Innanzitutto chiariamoci sul termine »illuminazione«: la
realizzazione del proprio vero Sé, per
mezzo dell’identificazione fra l’io individuale e l’essere assoluto. Detto in
altre parole, il ricercatore – quello che nella cultura occidentale veniva
semplicemente chiamato filosofo – realizza che il suo io non ha esistenza
separata rispetto all’oggetto – Dio, l’essere – della sua ricerca. Se vogliamo
attenerci alla tradizione occidentale, possiamo parlare della figura del
filosofo che cerca e realizza la Verità. Non la ottiene come acquisizione
intellettuale, bensì la incarna. Diceva il nostro Gesù: “Io sono la Via, la
Verità e la Vita”. Gv 14,6
Nell’esoterismo questo processo è definito come “ritorno a
casa del Padre”.
L’illuminazione è difficile. Inutile prendersi per il culo
(non è un “evento quantistico di massa”!!!).
Occorrono intere vite di ricerca spirituale prima di
giungere all’incarnazione nella quale tale realizzazione finalmente avviene. Chi
vi dice che l’illuminazione può avvenire in chiunque e in qualsiasi momento, da
un punto di vista teorico ha ragione, in quanto ognuno di voi è già in questo
momento la consapevolezza che sta cercando; tuttavia, da un punto di vista
pratico – e realistico – l’illuminazione accade a pochissimi. Oggi sta
accadendo molto più che in passato, ma in ogni caso stiamo parlando di perle
rare, se consideriamo una popolazione di sette miliardi di esseri umani.

▸ RIGHE RIPORTATE
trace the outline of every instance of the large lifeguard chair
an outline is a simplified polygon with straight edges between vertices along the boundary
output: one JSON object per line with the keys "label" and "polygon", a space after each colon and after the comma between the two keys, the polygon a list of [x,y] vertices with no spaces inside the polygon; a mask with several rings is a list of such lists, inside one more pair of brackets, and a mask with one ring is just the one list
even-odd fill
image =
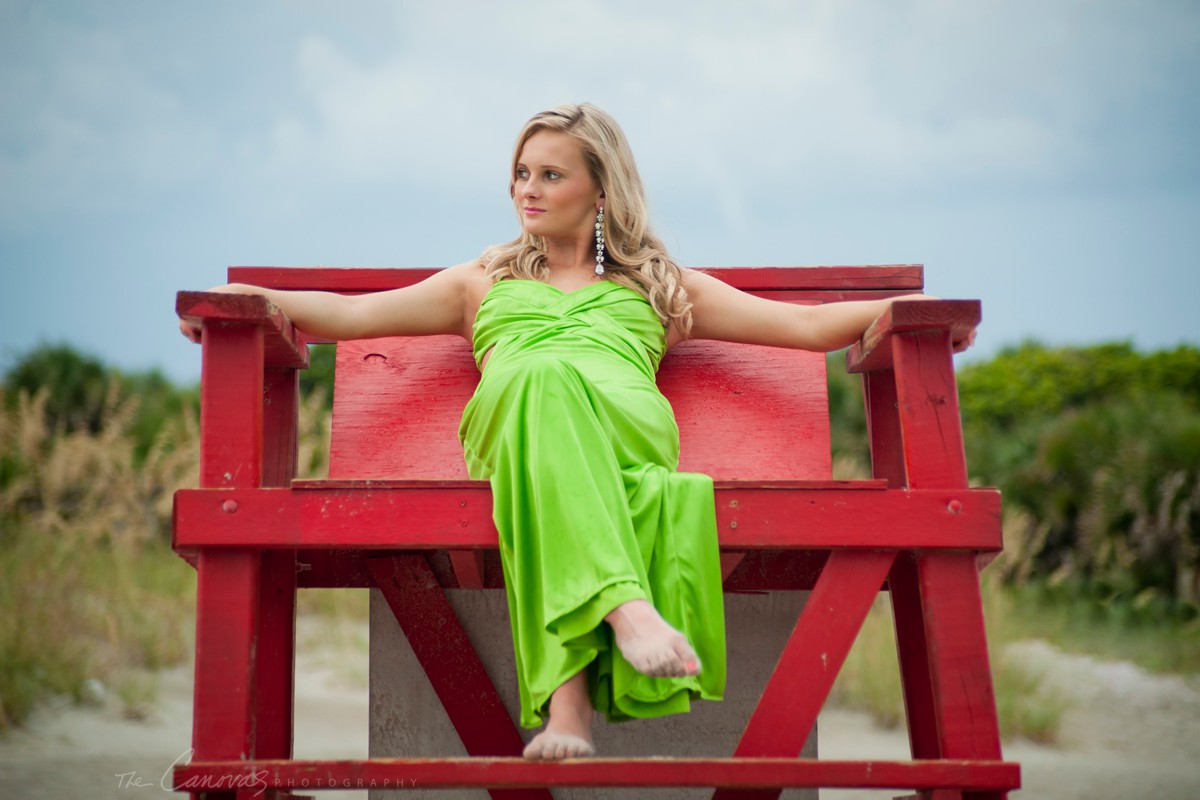
{"label": "large lifeguard chair", "polygon": [[[923,287],[918,265],[704,271],[788,302]],[[229,279],[364,293],[431,273],[232,267]],[[176,789],[232,800],[475,787],[544,799],[554,787],[709,787],[730,800],[862,787],[998,800],[1020,786],[1001,756],[979,594],[980,565],[1001,549],[1000,494],[967,485],[952,363],[978,301],[896,302],[851,348],[871,480],[833,480],[822,354],[703,341],[668,354],[659,385],[679,422],[680,469],[715,481],[726,591],[810,595],[731,750],[563,763],[520,758],[512,692],[497,688],[456,610],[469,604],[463,593],[503,587],[490,489],[467,480],[457,441],[478,380],[469,345],[446,336],[341,343],[330,476],[298,481],[304,336],[258,296],[184,291],[178,311],[203,324],[203,383],[200,488],[175,500],[175,549],[198,570],[194,753],[176,768]],[[390,609],[458,756],[292,758],[295,594],[322,587],[378,589],[373,621]],[[800,758],[881,590],[894,612],[912,760]]]}

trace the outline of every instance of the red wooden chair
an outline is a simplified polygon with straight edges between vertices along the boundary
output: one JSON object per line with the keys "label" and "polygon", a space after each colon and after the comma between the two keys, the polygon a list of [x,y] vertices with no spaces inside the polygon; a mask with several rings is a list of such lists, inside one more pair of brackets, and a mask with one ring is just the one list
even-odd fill
{"label": "red wooden chair", "polygon": [[[713,269],[793,302],[919,293],[920,266]],[[233,267],[232,281],[374,291],[431,270]],[[203,333],[199,489],[175,499],[175,549],[198,570],[194,754],[175,788],[209,798],[295,790],[486,787],[784,787],[913,790],[997,800],[1002,760],[979,595],[1001,548],[1000,495],[968,488],[950,342],[978,301],[899,302],[851,349],[864,377],[874,480],[834,481],[821,354],[691,342],[659,373],[680,469],[716,483],[727,591],[811,595],[733,753],[721,758],[520,758],[522,739],[445,588],[502,577],[485,483],[466,480],[457,425],[478,374],[456,337],[342,343],[330,479],[296,481],[306,342],[262,297],[180,293]],[[377,587],[469,758],[292,758],[295,591]],[[798,758],[881,589],[889,590],[912,760]],[[636,795],[631,795],[636,796]]]}

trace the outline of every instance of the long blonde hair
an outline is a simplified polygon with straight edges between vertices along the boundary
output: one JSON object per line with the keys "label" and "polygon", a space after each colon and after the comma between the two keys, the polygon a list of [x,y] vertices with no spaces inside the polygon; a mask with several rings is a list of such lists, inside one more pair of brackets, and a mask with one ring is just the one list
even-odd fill
{"label": "long blonde hair", "polygon": [[[608,114],[590,103],[559,106],[526,122],[512,151],[509,194],[514,192],[516,166],[526,142],[539,131],[568,133],[583,148],[592,179],[605,196],[605,278],[642,294],[662,320],[691,330],[691,303],[683,287],[683,272],[662,241],[650,231],[646,192],[625,134]],[[493,245],[481,257],[490,279],[546,281],[546,243],[524,230],[517,239]]]}

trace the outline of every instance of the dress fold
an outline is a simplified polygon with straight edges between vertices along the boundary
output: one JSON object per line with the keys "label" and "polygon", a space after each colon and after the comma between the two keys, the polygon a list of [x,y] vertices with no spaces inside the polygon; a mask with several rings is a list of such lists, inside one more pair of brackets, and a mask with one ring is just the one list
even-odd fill
{"label": "dress fold", "polygon": [[[662,326],[638,293],[600,282],[492,285],[475,320],[482,363],[460,438],[470,476],[488,480],[500,539],[521,724],[588,670],[610,721],[720,699],[725,624],[713,482],[678,473],[679,432],[654,373]],[[702,672],[637,673],[604,616],[654,603],[688,636]]]}

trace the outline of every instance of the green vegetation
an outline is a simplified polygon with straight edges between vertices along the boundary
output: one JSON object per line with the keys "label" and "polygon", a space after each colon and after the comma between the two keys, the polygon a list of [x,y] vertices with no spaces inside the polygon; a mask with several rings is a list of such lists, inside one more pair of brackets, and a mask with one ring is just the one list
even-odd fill
{"label": "green vegetation", "polygon": [[[332,348],[302,377],[300,459],[328,463]],[[972,480],[1004,492],[1006,552],[986,613],[1006,735],[1052,739],[1062,708],[1007,643],[1050,638],[1150,669],[1200,672],[1200,350],[1027,343],[959,375]],[[152,672],[186,658],[194,575],[169,548],[176,488],[198,464],[194,387],[42,347],[0,387],[0,730],[100,681],[131,716]],[[835,474],[869,473],[858,378],[830,368]],[[365,615],[361,593],[301,609]],[[836,696],[895,724],[886,604]]]}
{"label": "green vegetation", "polygon": [[[830,365],[841,476],[870,463],[858,378]],[[1013,587],[1124,621],[1200,616],[1200,350],[1025,343],[959,372],[972,481],[1004,493]]]}

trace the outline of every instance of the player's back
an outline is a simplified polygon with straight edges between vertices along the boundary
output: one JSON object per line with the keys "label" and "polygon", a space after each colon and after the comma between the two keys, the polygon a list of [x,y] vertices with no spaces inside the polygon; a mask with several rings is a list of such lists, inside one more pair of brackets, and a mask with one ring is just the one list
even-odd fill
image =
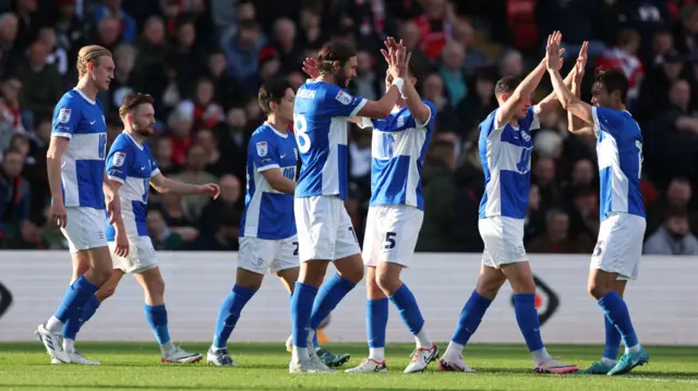
{"label": "player's back", "polygon": [[[159,172],[147,144],[139,144],[123,132],[115,139],[107,157],[107,175],[121,183],[121,216],[128,236],[148,236],[146,227],[151,178]],[[116,230],[107,228],[107,240]]]}
{"label": "player's back", "polygon": [[302,167],[296,197],[336,195],[347,197],[347,119],[366,100],[340,87],[309,81],[296,94],[293,132]]}
{"label": "player's back", "polygon": [[77,89],[65,93],[53,110],[51,135],[70,139],[61,158],[64,205],[104,209],[107,124],[101,103]]}
{"label": "player's back", "polygon": [[600,175],[600,213],[645,217],[640,193],[642,174],[642,133],[627,111],[592,108]]}
{"label": "player's back", "polygon": [[424,210],[422,164],[429,148],[436,107],[425,123],[418,123],[407,107],[385,120],[373,120],[370,205],[409,205]]}
{"label": "player's back", "polygon": [[479,125],[478,146],[485,186],[480,201],[480,218],[503,216],[524,219],[531,187],[531,131],[539,129],[540,123],[531,106],[517,127],[510,123],[496,127],[497,110]]}
{"label": "player's back", "polygon": [[262,173],[269,169],[280,169],[285,178],[293,181],[297,162],[298,150],[293,133],[280,133],[266,123],[252,133],[248,145],[241,237],[281,240],[296,234],[293,195],[273,188]]}

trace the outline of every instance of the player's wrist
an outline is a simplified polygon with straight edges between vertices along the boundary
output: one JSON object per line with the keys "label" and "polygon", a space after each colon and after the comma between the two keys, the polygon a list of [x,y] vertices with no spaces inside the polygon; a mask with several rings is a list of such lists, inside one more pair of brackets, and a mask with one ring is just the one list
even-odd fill
{"label": "player's wrist", "polygon": [[405,99],[405,93],[404,93],[404,88],[405,88],[405,78],[402,77],[395,77],[393,80],[392,85],[397,87],[397,90],[400,93],[400,96]]}

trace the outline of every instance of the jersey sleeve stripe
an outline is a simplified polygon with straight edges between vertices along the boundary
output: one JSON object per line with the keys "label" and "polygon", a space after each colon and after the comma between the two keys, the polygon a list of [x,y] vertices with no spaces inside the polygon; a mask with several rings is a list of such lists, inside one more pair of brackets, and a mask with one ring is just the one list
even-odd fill
{"label": "jersey sleeve stripe", "polygon": [[[422,103],[424,105],[424,103]],[[428,130],[426,125],[429,124],[429,121],[431,121],[432,119],[432,108],[429,107],[429,105],[424,105],[426,106],[426,109],[429,110],[429,117],[426,118],[426,120],[424,120],[424,122],[419,122],[419,120],[417,119],[417,117],[414,117],[414,124],[417,125],[417,129],[423,129],[423,130]]]}
{"label": "jersey sleeve stripe", "polygon": [[73,138],[73,135],[65,132],[52,132],[51,137],[64,137],[64,138],[71,139]]}
{"label": "jersey sleeve stripe", "polygon": [[363,109],[363,107],[366,106],[368,102],[369,102],[368,100],[361,98],[361,101],[359,102],[359,105],[357,105],[357,107],[353,109],[351,114],[349,114],[349,118],[357,117],[359,111],[361,111],[361,109]]}
{"label": "jersey sleeve stripe", "polygon": [[597,107],[591,107],[591,117],[593,117],[593,134],[599,137],[599,132],[601,132],[601,124],[599,123],[599,112],[597,111]]}
{"label": "jersey sleeve stripe", "polygon": [[108,175],[107,178],[109,178],[112,181],[119,182],[121,184],[123,184],[123,180],[119,176],[115,176],[115,175]]}
{"label": "jersey sleeve stripe", "polygon": [[541,129],[541,118],[538,114],[539,112],[539,108],[538,105],[533,106],[531,108],[531,125],[529,126],[529,132],[530,131],[538,131],[539,129]]}
{"label": "jersey sleeve stripe", "polygon": [[280,167],[279,164],[266,164],[266,166],[257,167],[257,172],[263,172],[272,169],[280,169]]}

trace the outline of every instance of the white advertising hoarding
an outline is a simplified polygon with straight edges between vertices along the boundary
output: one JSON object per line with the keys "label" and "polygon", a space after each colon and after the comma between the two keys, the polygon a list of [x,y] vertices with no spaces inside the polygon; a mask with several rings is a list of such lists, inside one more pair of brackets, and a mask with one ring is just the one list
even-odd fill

▸ CONSEGNA
Prosegui il testo sull'illuminazione spirituale partendo subito dopo la sua ultima frase.

▸ RISULTATO
Shankara (ca VII sec. d.C.), riconosciuto come il fondatore
della scuola advaita vedanta
(filosofia della non-dualità), ha indicato il contatto con il guru (un essere
che ha realizzato il Sé) e lo studio della filosofia advaita come gli unici elementi indispensabili per ottenere tale
realizzazione.
La meditazione, ai tempi di Shankara così come ai nostri
tempi, è sempre stata assegnata all’allievo che doveva ancora sviluppare alcune
capacità di base atte a realizzare “in un istante intuitivo” l’identificazione
con l’essere.
La meditazione quindi non serve – e non è mai servita – come via
per ottenere l’illuminazione, ma solo come esercizio propedeutico ad essa, nell’ottica
di acquisire qualità ancora mancanti.
Un aspetto indispensabile nella filosofia della non-dualità
è la capacità di indagare il proprio stesso io; lo stesso Shankara tratta della
rimozione dell’ignoranza attraverso l’indagine. Risulta però ovvio che se il
discepolo non è ancora in grado di tenere la coscienza ferma e concentrata
sulla sensazione di »esserci« (l’io, appunto), non è cioè in grado di “ricordarsi
di sé”, come direbbe Gurdjieff, allora è necessario che egli pratichi la meditazione,
non per illuminarsi, bensì con il fine di acquisire o affinare tale capacità. Se
infatti non siete in grado di tenere a bada la mente, non vi potete ricordare di
voi, ossia non potete restare fermi nel vostro esserci; e se non potete indagare
l’esserci individuale, non potete nemmeno realizzare l’essere assoluto.
Il fatto che nessuna pratica meditativa possa condurre all’illuminazione,
non è un punto di vista opinabile, ma costituisce un punto fermo sul quale
concordano tutti coloro che hanno realizzato il Sé. Non sto parlando di
studiosi né di compilatori di antologie.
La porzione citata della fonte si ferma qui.